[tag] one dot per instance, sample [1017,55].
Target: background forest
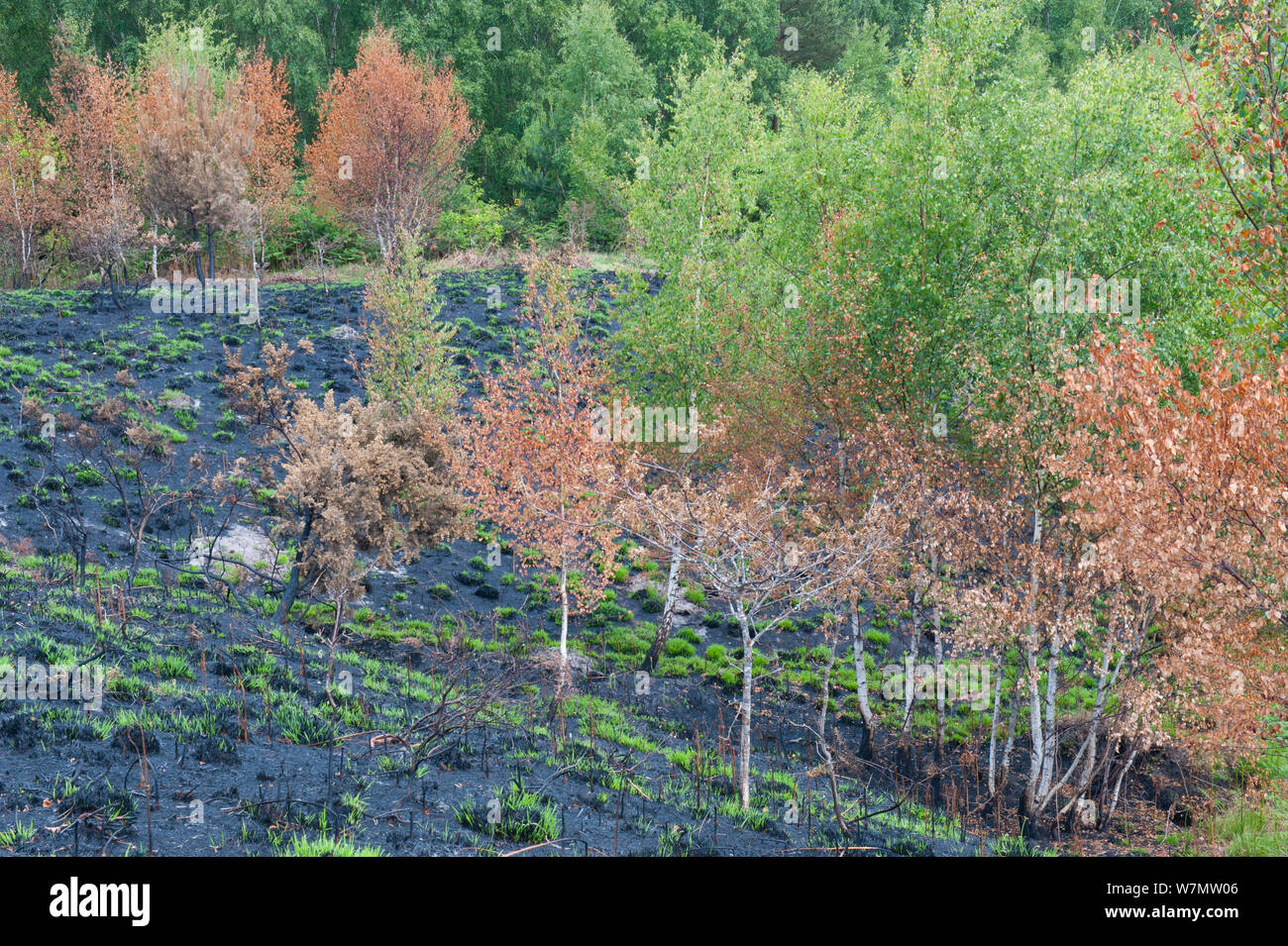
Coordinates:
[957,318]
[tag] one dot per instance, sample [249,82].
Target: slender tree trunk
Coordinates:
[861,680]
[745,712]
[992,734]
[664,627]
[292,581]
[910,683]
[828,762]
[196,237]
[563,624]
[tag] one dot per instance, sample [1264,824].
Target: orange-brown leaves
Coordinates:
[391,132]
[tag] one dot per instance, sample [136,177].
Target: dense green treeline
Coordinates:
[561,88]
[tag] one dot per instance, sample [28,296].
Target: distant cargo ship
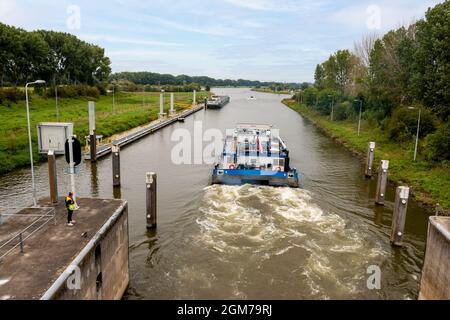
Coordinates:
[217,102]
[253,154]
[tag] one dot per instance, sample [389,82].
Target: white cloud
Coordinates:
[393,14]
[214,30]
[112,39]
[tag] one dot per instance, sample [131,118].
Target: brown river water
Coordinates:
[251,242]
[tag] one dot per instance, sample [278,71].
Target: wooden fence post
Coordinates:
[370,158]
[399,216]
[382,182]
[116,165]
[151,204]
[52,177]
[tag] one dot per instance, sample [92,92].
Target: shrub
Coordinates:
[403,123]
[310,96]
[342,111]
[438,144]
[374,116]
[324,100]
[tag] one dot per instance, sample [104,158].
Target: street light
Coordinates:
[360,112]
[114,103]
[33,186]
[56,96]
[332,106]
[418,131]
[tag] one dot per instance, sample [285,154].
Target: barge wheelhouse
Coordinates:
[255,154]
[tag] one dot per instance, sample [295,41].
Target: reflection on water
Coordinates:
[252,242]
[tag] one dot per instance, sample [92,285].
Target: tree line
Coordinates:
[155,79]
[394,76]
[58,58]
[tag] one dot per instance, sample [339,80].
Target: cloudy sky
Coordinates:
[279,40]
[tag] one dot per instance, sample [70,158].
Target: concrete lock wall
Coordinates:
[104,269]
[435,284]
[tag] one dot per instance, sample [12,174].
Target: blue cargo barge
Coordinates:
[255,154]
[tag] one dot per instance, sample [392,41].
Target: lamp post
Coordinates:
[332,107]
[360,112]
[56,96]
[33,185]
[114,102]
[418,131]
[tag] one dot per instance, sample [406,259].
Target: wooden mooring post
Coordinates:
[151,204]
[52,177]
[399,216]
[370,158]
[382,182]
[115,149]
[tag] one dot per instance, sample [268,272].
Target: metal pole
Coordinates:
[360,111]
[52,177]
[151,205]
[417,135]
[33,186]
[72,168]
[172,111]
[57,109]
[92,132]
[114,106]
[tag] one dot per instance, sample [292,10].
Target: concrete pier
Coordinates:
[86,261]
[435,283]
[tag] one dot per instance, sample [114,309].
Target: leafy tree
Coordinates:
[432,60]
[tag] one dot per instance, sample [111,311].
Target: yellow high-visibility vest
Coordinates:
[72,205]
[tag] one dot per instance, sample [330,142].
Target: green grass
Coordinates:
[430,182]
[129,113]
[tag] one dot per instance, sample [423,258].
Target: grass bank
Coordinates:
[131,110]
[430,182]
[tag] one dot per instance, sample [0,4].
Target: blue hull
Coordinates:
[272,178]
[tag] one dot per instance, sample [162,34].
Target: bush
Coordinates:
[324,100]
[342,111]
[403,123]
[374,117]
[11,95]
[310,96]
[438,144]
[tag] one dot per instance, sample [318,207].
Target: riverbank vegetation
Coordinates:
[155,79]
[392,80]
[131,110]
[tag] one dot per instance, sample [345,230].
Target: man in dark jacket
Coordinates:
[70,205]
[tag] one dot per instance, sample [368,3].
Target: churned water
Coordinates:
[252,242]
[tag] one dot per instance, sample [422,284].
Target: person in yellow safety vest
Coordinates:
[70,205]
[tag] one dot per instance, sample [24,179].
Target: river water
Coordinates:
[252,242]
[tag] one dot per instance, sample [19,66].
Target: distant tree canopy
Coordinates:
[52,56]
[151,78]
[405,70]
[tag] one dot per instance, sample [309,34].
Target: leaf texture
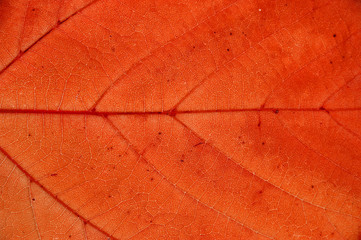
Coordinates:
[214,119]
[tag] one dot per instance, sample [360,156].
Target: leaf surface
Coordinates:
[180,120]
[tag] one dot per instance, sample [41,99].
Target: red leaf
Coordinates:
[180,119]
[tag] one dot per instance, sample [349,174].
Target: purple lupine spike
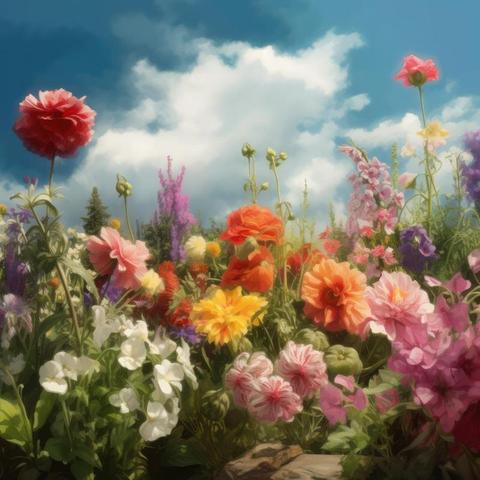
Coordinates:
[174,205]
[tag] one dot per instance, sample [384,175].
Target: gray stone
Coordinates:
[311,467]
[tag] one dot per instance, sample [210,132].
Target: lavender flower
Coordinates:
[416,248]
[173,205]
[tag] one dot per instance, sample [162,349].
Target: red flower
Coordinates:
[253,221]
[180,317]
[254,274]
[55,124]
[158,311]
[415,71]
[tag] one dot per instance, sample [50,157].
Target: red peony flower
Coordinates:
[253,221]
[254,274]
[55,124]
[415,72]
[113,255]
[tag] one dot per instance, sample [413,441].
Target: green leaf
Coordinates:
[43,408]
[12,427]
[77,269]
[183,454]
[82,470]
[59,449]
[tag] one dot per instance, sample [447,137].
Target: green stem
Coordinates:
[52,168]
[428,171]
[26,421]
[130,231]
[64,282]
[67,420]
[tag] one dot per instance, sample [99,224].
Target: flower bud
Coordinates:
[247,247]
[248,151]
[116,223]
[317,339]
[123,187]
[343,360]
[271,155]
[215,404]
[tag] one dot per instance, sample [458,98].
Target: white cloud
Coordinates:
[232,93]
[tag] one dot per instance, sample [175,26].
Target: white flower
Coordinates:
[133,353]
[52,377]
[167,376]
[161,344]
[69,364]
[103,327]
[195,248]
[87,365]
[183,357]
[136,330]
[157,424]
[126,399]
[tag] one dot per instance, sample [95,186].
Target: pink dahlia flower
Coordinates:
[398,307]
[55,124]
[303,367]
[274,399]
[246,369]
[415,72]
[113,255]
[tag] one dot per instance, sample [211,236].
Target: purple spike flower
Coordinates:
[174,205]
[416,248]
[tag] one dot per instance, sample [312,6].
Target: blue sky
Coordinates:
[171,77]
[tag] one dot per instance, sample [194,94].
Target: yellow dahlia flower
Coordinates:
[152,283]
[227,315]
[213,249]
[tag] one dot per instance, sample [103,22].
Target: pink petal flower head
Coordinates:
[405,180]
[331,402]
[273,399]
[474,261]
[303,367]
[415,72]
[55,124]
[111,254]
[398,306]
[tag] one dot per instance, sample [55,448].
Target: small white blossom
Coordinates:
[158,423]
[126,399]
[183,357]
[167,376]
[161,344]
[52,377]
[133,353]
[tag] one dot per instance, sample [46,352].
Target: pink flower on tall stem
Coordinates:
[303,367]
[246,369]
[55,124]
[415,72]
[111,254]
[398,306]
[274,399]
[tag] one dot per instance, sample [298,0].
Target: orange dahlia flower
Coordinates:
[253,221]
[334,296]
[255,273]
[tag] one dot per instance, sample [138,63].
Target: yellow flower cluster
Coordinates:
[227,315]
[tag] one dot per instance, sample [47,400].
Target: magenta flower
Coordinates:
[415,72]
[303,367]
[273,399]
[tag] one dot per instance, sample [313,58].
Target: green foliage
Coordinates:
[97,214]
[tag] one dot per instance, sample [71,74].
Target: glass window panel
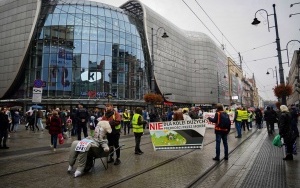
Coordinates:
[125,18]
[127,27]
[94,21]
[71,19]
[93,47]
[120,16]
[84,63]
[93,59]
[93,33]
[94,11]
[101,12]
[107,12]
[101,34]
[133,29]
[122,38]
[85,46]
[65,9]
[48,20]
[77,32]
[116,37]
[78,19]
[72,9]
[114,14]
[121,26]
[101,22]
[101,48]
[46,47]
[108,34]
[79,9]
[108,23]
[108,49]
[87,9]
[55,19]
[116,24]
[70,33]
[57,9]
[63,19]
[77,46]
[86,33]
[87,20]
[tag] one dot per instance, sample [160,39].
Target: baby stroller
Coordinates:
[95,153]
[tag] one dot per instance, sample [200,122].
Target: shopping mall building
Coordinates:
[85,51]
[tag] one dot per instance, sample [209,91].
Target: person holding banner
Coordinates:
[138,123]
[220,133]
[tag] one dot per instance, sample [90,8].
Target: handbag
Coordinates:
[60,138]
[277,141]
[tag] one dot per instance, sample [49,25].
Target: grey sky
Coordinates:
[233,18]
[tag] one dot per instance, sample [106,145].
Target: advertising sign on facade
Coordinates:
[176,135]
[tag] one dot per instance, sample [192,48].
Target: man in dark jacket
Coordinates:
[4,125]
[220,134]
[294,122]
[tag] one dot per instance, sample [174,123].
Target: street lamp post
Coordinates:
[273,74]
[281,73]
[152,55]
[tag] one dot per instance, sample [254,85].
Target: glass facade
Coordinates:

Directions
All that belongs in your answer is the stretch of entries above from the line with "[tag] one dot per instance, sample [162,34]." through the line with "[tag] one dot per instance, sample [19,66].", printed exactly.

Output for this exercise
[tag] one dot per instance, sample [162,34].
Target: bush
Coordinates:
[324,100]
[342,111]
[403,123]
[374,117]
[11,95]
[310,96]
[438,144]
[tag] one dot per instance, sample [318,207].
Target: riverbank vegetation
Coordinates:
[155,79]
[392,80]
[131,110]
[tag] one dot per instance, sample [345,230].
Target: man in dark jacket
Coordinates:
[70,205]
[tag] one dot per instance, sample [368,3].
Target: churned water
Coordinates:
[252,242]
[tag] one dot per instance, sample [422,284].
Target: person in yellow safety vest
Coordinates:
[70,205]
[tag] one dot per instance, sample [24,179].
Target: river water
Coordinates:
[252,242]
[tag] one dot per instance, sample [19,66].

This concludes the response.